• [EXCERPTED TEXT]
## BEGIN

Thursday, 17 September 2009

STARTING YOUR STORY

""Begin at the beginning," the King said, very gravely, "and go on till you come to the end: then stop."" Lewis Carroll makes it sound so simple.

Thing is, where is the beginning? Where does any real story start? And in fiction, where should you choose to start it?

Although it was a blog-reader or two who asked me to talk about beginnings, it's also a sore point for me because I've been struggling with a beginning of a new novel. Sometimes the beginning is the easiest bit - in fact, we'd probably agree that usually the beginning is the easiest bit. It's certainly the most important bit, because if it's not good enough no one will get to read the middle or end.

I think there are three aspects of beginnings that we need to look at. [God I sound serious / pompous today.]
  1. When to start
  2. How to start
  3. Things to avoid
1. When in the story should I start?

Simple: start at the point of the story which will hook the readers and draw them in quickly.

This could be with a flashback or a much earlier event which triggered the main narrative. Examples are Kate Atkinson's brilliant latest novel, When Will There Be Good News? and [if you don't mind my mentioning my own books but they are the ones I seem to know most about] Fleshmarket, by me. Both start with a shocking event which happened years before the main story. Both also enable a childhood event to be related, with a child's POV, but then for the main narrative to be from a more interesting and sustainable viewpoint than a child's.)

Or it could be a flashforward, but only if relevant. You can't contrive a flashforward: it must be intrinsic. And, you have to be careful because you risk giving the game away. I used this device in The Passionflower Massacre and it is also how The Moth Diaries by Rachel Klein, my favourite book in the world, starts.

Or it may not be an earlier event, but simply "in medias res". Jump right in with a compelling episode; get right to the point. This is the method with fewer drawbacks. Perhaps the most common way to start and one which readers find most comfortable?

Or you might decide to begin with backstory /scene-setting straightaway. Clearly this has got to be very carefully done and the back story has to be compelling enough. Never start this way just because you feel the need to explain things - only start this way because you think that's what's going to draw the reader in most compellingly.

2. How should you start? Method / style /mood etc

The options are:
  1. shock - I like this option, though you can't do it all the time. I did it with Fleshmarket and its shocking opening became notorious. (Even Ian Rankin was shocked ...). I think Kate Atkinson's opening is more shocking. But I'm planning to surpass both of us with my new WIP.
  2. mystery / intrigue - hmm, wonders the reader, that sounds really spooky / fascinating / intriguing. I must read on to see what's actually happening. This was my choice with Mondays are Red, where the opening shows a boy waking from a coma. (In medias res). I did it in The Passionflower Massacre, too, with several things to wonder about: "Who is the old woman? Will the weird religious guy get out of prison? Why is she visiting him? Is he going to manipulate her? Why is she not afraid of him?"

## END

• [TASK 1] In the piece on starting your story, which novel opens with a boy waking from a coma?

• [DATA FOR PROCESSING]
## BEGIN

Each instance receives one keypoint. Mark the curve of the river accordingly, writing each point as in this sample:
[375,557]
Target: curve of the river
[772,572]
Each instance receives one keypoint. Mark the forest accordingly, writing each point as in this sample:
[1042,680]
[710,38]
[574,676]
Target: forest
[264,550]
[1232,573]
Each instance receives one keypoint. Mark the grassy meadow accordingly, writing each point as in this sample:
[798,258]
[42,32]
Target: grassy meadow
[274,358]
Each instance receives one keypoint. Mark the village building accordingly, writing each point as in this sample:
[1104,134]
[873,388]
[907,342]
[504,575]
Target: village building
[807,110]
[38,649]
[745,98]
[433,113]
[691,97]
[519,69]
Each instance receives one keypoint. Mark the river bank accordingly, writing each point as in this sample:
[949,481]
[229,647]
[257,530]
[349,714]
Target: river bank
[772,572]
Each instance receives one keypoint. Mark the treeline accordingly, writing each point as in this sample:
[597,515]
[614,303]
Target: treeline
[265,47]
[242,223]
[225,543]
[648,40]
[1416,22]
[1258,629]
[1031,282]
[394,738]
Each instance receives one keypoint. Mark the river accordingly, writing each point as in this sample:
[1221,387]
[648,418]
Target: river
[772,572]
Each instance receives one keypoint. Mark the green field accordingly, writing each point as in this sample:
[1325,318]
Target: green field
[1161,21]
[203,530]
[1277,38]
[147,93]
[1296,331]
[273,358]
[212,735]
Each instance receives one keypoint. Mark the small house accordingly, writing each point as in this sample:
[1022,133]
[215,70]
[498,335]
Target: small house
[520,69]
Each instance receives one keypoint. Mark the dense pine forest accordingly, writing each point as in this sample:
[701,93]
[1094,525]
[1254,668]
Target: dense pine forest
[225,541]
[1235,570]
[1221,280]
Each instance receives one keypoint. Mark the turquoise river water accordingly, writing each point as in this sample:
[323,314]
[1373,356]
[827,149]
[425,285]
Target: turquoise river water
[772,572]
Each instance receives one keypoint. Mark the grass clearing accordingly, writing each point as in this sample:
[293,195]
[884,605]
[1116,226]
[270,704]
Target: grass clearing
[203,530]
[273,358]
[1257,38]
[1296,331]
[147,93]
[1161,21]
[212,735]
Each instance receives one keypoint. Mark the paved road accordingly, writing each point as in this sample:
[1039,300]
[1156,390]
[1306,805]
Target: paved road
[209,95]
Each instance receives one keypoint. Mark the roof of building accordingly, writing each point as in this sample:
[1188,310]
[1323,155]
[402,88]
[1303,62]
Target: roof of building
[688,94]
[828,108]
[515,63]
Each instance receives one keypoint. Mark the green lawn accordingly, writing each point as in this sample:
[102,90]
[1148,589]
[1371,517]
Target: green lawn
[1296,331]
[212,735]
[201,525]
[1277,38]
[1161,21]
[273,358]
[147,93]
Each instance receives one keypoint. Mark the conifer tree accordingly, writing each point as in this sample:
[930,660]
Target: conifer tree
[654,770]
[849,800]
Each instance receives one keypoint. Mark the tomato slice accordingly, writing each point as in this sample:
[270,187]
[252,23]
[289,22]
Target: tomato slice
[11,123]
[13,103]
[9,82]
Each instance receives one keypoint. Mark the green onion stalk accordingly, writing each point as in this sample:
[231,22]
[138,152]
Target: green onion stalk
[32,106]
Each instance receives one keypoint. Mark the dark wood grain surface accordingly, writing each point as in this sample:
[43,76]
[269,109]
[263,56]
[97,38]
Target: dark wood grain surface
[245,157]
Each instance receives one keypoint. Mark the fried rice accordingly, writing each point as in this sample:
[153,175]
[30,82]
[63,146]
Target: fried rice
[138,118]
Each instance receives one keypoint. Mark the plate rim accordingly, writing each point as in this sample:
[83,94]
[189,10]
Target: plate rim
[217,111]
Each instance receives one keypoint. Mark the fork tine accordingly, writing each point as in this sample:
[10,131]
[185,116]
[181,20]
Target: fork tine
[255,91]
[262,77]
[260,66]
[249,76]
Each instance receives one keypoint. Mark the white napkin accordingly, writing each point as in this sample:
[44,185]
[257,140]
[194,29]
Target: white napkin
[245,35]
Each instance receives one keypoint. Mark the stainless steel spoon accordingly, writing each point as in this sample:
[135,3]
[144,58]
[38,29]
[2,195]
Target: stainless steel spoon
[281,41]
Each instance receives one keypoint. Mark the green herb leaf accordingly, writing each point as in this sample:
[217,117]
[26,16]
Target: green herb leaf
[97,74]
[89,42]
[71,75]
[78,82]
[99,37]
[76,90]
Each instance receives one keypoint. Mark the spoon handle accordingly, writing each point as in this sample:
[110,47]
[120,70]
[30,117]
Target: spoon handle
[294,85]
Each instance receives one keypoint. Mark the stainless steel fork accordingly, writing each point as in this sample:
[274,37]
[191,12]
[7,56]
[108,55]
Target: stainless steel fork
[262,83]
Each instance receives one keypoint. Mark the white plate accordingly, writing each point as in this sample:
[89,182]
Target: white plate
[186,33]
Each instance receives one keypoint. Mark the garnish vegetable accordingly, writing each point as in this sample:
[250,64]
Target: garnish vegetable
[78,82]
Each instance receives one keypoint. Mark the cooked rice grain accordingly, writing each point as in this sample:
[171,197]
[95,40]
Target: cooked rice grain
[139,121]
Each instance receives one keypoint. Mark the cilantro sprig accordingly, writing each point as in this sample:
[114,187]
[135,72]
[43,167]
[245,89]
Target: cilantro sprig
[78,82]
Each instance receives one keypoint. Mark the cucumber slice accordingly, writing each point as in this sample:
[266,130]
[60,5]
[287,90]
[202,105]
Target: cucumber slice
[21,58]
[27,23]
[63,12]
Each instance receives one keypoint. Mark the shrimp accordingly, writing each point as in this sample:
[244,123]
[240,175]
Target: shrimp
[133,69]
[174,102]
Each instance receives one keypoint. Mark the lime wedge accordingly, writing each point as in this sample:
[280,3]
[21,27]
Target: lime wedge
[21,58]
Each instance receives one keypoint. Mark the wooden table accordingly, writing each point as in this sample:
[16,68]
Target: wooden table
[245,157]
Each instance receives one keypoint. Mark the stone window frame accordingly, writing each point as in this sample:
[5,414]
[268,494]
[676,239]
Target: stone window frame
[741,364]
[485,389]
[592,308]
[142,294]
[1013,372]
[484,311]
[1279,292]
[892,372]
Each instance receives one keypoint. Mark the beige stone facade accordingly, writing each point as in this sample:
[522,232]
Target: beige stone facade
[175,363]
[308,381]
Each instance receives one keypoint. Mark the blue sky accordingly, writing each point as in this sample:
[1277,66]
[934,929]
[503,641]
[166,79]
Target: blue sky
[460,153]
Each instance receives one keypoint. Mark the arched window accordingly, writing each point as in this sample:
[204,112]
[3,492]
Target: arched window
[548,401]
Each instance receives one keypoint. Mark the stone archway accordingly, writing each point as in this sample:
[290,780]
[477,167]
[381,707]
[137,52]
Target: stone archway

## END

• [TASK 2] Rescale part of the listing, starting at the line containing "Each instance receives one keypoint. Mark the lime" and ending at the last line of the listing. Write out all those lines again, requests included, multiplying every answer coordinate by 1.95 and rounding to whole numbers with halves rounded up, while leaving the requests and their sample points unchanged.

• [EXERCISE OUTPUT 1] Mondays are Red.

• [EXERCISE OUTPUT 2]
Each instance receives one keypoint. Mark the lime wedge accordingly, writing each point as in this sample:
[280,3]
[21,27]
Target: lime wedge
[41,113]
Each instance receives one keypoint. Mark the wooden table accordingly, writing each point as in this sample:
[16,68]
Target: wooden table
[478,306]
Each instance receives one keypoint. Mark the stone window frame accordingly, writing each point as in this sample:
[5,414]
[268,494]
[676,239]
Target: stone window frame
[1445,710]
[946,759]
[1154,601]
[277,573]
[1975,725]
[944,606]
[2494,569]
[1739,725]
Each instance receives one keypoint. Mark the beige stone facade accordingly, writing each point as in this sample:
[522,232]
Target: beige stone facade
[341,708]
[601,743]
Each instance receives one keypoint. Mark the blue sky accordingly, writing each point as in this sample:
[1277,66]
[934,929]
[503,641]
[166,79]
Target: blue sky
[897,298]
Each instance receives one keypoint. Mark the arched window accordingly, writing each point as in this sample:
[204,112]
[3,492]
Target: arched window
[1069,782]
Each instance receives one keypoint. Mark the stone archway accordingly, writing each point as in this sample:
[290,780]
[477,167]
[381,707]
[137,52]
Target: stone archway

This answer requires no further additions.